How Come Tiger Woods Wasn’t Tested By Police After Crash?
The LA County Sheriff’s department and first responders to golf star Tiger Woods’ serious crash last month made comments and decisions favorable to Woods. Forensic experts are now coming forward criticizing early Sheriff’s statements. They say police and Sheriff’s officials gave Woods ‘the benefit of the doubt.” This may explain why Tiger Woods wasn’t tested by police immediately after his car crash.
Deputies “did not see any evidence of impairment”
Head Sheriff Alex Villanueva said on the day it happened that his deputies “did not see any evidence of impairment.” Woods was found trapped in his SUV after driving off of the street. He rolled over into an adjacent field. The next day Villanueva said the whole incident “was purely an accident.” He went further saying there was no need to bring in an expert on drug recognition. No “drug recognition expert needed to respond to do any further assessment of that,” he said. “This is what it is; an accident.”
_ _ _ _
* Parts of the exercise:
**a)** Check each statement against the Tiger Woods crash article. For each, answer yes or no and quote the words that decide it. (i) Woods was found trapped in his SUV. (ii) Villanueva said a drug recognition expert was brought in to assess Woods. (iii) Forensic experts have praised the early Sheriff's statements.
**b)** According to the Tiger Woods crash article, what did Villanueva call the incident the day after it happened?
**c)** Reproduce the part of the Tiger Woods crash article starting at "How Come Tiger" and ending at "his car crash.".

* The data:
_ _ _ _
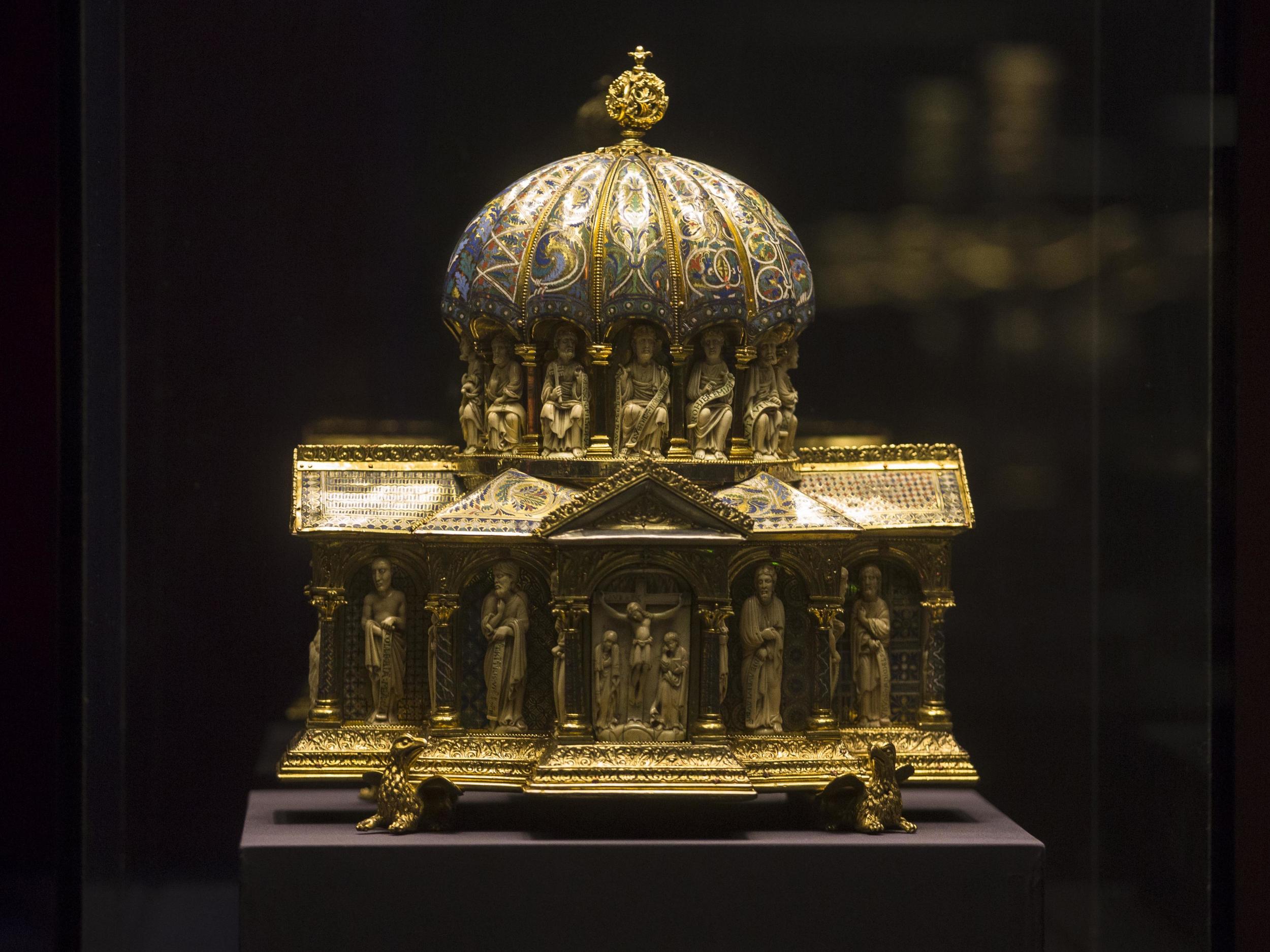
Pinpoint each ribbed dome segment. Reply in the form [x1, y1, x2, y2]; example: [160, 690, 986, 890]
_ _ _ _
* Exercise solutions:
**a)**
(i) Yes: "Woods was found trapped in his SUV after driving off of the street."
(ii) No: "He went further saying there was no need to bring in an expert on drug recognition."
(iii) No: "Forensic experts are now coming forward criticizing early Sheriff’s statements."

**b)** He said it "was purely an accident."

**c)**
How Come Tiger Woods Wasn’t Tested By Police After Crash?
The LA County Sheriff’s department and first responders to golf star Tiger Woods’ serious crash last month made comments and decisions favorable to Woods. Forensic experts are now coming forward criticizing early Sheriff’s statements. They say police and Sheriff’s officials gave Woods ‘the benefit of the doubt.” This may explain why Tiger Woods wasn’t tested by police immediately after his car crash.